- [TASK TO COMPLETE]:
Transcribe, verbatim, every line from the start of the entries through the line that contains "535 861 L 266"; include both boundary lines and omit all others.

- [INFORMATION SUPPLIED]:

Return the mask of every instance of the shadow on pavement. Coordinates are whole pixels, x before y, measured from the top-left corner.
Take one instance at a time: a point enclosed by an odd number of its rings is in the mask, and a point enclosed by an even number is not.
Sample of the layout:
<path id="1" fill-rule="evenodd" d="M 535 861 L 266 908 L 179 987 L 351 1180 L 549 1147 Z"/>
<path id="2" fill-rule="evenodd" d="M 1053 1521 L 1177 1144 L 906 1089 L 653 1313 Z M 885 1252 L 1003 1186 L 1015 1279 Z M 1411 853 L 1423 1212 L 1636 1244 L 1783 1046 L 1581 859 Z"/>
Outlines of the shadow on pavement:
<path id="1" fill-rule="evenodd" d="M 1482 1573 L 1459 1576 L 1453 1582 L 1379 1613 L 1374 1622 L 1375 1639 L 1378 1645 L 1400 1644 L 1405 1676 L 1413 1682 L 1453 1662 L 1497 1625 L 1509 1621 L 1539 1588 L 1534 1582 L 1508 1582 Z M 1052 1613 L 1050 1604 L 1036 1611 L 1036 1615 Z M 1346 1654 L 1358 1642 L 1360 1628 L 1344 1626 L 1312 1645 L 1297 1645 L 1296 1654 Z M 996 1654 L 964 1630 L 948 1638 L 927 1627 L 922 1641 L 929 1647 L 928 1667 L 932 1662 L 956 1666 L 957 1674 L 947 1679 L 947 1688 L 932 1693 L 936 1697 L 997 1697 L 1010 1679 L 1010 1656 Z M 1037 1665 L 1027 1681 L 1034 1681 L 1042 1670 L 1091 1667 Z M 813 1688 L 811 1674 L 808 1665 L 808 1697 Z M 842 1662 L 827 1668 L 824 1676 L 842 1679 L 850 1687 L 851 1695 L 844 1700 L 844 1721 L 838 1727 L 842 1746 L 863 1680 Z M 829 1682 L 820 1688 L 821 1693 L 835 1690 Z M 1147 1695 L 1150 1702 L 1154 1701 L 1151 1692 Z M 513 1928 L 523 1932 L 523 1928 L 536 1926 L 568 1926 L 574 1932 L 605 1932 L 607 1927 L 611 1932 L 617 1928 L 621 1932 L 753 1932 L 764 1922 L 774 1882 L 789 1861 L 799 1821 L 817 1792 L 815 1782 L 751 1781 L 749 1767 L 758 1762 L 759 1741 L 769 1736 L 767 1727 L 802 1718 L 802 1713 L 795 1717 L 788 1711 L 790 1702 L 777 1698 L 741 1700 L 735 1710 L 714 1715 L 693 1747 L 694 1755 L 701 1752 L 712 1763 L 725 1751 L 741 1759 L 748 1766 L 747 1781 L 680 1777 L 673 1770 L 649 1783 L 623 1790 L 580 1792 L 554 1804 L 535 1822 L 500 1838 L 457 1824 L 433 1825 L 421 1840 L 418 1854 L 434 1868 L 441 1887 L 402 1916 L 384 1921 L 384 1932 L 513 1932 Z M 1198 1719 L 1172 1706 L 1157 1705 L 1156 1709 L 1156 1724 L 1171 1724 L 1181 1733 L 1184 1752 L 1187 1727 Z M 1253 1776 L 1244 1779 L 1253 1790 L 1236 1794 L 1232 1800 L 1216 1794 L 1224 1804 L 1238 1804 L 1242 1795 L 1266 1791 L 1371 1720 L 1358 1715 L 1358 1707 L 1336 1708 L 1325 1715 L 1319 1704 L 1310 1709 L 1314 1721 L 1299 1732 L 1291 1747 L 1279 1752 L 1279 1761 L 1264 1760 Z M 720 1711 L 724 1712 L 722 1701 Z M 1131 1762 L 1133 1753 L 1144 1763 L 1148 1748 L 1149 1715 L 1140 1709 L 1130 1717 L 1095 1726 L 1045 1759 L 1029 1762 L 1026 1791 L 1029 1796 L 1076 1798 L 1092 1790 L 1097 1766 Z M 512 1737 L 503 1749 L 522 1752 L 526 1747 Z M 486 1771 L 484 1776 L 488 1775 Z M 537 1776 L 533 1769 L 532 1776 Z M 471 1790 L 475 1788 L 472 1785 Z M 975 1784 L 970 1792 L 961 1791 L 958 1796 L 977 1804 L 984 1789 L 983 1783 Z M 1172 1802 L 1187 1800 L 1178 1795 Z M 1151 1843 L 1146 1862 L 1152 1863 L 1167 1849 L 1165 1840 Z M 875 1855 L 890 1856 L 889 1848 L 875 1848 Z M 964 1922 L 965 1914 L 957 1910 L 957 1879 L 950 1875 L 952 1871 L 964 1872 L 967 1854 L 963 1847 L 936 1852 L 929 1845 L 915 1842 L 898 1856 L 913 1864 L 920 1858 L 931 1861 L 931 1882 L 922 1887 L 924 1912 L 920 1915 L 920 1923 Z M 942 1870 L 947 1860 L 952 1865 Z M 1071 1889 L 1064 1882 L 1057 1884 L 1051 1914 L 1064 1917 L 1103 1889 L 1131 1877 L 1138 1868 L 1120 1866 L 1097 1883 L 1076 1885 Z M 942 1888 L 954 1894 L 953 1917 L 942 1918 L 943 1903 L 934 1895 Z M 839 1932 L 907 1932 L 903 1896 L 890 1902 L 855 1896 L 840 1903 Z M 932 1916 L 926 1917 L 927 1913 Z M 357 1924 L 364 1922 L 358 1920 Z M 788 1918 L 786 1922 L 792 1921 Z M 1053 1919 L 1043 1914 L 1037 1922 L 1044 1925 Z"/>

- [RESPONSE]:
Return the mask of every instance of the shadow on pavement. Coordinates are whole pixels, x before y, measured from the top-left corner.
Take one instance at a time: a point enclosed by an odd number of its rings is in the mask, and a point enclosed by an even number is not.
Sample of the layout:
<path id="1" fill-rule="evenodd" d="M 535 861 L 266 908 L 179 987 L 351 1180 L 549 1147 Z"/>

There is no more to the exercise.